*Problem statement:*
Only one range belongs in the answer: the line holding "Expected output: for each instance of the yellow block" through the last line of the records, reproduced as is.

*Available data:*
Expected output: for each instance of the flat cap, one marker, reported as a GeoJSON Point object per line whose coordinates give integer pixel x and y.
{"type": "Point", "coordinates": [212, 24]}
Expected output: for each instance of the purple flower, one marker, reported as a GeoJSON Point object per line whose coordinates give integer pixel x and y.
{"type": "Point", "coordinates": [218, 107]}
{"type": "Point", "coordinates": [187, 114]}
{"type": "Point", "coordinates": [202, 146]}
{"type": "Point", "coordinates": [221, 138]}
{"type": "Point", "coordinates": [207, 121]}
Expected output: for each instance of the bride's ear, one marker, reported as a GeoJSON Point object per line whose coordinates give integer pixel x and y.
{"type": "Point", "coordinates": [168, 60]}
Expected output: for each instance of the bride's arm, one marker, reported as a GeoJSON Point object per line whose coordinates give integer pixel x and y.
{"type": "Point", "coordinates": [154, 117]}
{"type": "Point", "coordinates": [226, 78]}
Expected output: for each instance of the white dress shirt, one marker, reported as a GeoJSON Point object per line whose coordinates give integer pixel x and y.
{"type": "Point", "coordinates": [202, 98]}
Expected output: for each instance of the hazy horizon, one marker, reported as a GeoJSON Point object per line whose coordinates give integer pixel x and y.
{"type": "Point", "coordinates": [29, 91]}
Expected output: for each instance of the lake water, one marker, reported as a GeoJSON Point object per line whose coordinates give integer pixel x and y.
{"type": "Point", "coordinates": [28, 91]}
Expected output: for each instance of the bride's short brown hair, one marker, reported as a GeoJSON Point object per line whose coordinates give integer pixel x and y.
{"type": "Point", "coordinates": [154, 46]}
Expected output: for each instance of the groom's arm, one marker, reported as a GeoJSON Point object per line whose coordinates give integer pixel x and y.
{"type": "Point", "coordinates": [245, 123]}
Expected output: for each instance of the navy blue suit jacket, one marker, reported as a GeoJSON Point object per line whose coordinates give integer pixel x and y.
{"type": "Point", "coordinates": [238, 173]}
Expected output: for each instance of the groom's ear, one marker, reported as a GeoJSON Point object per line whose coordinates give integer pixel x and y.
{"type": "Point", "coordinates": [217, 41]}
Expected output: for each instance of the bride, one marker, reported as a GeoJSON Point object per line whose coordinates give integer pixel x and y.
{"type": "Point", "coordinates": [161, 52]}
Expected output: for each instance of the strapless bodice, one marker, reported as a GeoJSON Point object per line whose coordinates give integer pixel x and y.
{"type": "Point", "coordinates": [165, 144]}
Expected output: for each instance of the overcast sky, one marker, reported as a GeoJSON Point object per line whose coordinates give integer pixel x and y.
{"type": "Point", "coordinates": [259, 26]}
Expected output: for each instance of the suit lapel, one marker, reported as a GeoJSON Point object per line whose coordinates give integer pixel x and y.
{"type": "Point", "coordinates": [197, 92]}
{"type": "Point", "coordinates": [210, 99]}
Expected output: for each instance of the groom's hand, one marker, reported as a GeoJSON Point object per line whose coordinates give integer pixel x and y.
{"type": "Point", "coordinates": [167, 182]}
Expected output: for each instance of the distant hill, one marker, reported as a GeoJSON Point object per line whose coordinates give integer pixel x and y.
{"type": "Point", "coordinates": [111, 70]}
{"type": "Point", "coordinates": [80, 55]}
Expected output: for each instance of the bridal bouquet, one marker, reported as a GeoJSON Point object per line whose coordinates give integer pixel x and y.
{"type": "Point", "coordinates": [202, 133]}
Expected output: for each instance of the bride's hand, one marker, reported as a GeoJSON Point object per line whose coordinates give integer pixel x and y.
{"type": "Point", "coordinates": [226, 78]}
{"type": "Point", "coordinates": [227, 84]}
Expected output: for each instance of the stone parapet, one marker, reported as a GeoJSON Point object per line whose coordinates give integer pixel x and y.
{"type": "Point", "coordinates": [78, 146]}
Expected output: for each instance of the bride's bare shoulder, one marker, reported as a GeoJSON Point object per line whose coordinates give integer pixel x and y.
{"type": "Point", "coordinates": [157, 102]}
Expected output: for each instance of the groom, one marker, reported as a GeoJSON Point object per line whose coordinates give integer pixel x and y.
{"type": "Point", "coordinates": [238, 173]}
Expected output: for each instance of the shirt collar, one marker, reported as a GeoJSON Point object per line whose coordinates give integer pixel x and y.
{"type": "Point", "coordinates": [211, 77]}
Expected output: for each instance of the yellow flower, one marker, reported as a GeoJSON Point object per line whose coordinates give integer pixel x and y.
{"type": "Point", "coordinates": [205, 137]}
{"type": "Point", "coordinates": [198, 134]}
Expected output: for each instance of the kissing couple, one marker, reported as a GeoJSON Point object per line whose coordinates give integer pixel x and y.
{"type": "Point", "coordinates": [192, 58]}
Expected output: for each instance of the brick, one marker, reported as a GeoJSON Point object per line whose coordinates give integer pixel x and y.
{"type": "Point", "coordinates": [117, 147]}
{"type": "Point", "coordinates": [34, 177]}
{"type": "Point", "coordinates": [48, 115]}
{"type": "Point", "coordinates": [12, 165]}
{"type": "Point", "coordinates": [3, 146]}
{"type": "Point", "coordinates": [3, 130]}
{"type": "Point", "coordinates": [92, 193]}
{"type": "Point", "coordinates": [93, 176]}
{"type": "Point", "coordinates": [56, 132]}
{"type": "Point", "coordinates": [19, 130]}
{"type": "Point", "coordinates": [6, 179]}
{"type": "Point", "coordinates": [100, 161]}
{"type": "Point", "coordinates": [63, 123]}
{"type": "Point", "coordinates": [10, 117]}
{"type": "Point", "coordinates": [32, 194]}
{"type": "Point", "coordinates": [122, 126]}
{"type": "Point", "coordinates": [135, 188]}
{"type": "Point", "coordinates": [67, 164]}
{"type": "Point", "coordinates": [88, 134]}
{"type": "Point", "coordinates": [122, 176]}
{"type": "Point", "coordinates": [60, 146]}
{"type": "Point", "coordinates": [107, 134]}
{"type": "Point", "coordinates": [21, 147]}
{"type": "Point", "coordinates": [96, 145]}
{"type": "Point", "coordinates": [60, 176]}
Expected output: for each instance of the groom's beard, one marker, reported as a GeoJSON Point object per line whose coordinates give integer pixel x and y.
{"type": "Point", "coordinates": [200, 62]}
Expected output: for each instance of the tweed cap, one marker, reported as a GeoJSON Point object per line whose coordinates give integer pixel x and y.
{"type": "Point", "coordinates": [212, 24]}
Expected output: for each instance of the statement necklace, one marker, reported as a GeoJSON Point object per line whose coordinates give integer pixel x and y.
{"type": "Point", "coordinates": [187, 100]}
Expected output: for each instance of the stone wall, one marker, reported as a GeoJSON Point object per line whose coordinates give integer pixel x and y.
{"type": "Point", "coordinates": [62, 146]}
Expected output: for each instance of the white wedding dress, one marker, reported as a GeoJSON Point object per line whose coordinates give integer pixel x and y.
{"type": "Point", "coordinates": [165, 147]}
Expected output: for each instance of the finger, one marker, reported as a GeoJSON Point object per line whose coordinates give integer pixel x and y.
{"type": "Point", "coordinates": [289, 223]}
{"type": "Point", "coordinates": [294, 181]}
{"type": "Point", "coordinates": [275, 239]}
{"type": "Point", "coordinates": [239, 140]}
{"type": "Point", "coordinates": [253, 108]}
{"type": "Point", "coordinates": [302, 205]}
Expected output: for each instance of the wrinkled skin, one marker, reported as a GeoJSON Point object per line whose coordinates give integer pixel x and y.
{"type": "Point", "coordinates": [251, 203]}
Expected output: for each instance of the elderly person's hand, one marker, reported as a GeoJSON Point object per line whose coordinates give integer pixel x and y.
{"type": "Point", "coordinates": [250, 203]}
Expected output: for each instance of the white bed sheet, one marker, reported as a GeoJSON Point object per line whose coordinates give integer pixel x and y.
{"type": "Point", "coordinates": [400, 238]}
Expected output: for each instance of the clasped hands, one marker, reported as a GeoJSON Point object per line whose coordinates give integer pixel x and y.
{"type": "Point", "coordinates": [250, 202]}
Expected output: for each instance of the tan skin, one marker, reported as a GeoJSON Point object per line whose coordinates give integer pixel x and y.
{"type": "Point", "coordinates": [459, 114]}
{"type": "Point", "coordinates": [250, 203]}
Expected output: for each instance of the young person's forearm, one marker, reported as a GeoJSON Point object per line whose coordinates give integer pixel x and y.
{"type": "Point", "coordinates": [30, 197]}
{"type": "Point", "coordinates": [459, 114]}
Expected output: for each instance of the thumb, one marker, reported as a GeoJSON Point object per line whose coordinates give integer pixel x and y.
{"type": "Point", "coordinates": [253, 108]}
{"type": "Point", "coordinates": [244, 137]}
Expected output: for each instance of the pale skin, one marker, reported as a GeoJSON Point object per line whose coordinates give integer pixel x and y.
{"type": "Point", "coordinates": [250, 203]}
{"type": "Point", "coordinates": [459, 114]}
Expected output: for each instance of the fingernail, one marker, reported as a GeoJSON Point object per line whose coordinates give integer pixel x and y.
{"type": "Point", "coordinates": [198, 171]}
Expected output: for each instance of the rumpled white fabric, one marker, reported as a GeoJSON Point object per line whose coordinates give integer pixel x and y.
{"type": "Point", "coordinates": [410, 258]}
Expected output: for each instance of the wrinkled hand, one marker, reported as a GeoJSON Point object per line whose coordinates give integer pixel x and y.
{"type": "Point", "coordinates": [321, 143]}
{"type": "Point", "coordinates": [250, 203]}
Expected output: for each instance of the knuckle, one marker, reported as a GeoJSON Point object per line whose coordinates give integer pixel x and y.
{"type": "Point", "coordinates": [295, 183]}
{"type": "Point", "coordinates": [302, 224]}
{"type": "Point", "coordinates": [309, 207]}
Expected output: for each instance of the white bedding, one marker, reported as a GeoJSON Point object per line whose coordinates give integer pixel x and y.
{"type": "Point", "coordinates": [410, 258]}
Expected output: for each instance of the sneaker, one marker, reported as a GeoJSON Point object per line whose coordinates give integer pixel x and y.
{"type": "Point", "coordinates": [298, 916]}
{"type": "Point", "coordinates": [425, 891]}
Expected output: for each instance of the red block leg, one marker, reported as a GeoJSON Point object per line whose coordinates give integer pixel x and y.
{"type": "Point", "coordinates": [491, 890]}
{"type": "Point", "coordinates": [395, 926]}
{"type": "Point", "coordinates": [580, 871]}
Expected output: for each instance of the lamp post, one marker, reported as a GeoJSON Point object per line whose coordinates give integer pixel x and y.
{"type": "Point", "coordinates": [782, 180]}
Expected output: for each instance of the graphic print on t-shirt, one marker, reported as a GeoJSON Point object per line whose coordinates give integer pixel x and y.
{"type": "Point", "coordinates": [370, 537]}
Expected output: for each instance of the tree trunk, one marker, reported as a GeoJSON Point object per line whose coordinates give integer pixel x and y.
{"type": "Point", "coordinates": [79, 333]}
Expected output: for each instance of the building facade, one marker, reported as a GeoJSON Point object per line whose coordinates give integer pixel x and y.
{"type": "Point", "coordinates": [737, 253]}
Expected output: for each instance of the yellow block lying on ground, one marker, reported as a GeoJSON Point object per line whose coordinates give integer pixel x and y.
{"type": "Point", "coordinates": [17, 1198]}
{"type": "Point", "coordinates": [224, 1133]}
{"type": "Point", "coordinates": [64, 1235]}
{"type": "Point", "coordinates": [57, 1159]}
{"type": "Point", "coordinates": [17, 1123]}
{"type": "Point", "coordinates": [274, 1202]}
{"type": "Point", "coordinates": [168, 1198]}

*Response to the exercise:*
Expected output: for each instance of the yellow block lying on ground, one marker, reported as a GeoJSON Point object per line whose coordinates give integer pixel x and y.
{"type": "Point", "coordinates": [17, 1198]}
{"type": "Point", "coordinates": [224, 1133]}
{"type": "Point", "coordinates": [64, 1235]}
{"type": "Point", "coordinates": [57, 1159]}
{"type": "Point", "coordinates": [17, 1123]}
{"type": "Point", "coordinates": [274, 1202]}
{"type": "Point", "coordinates": [168, 1198]}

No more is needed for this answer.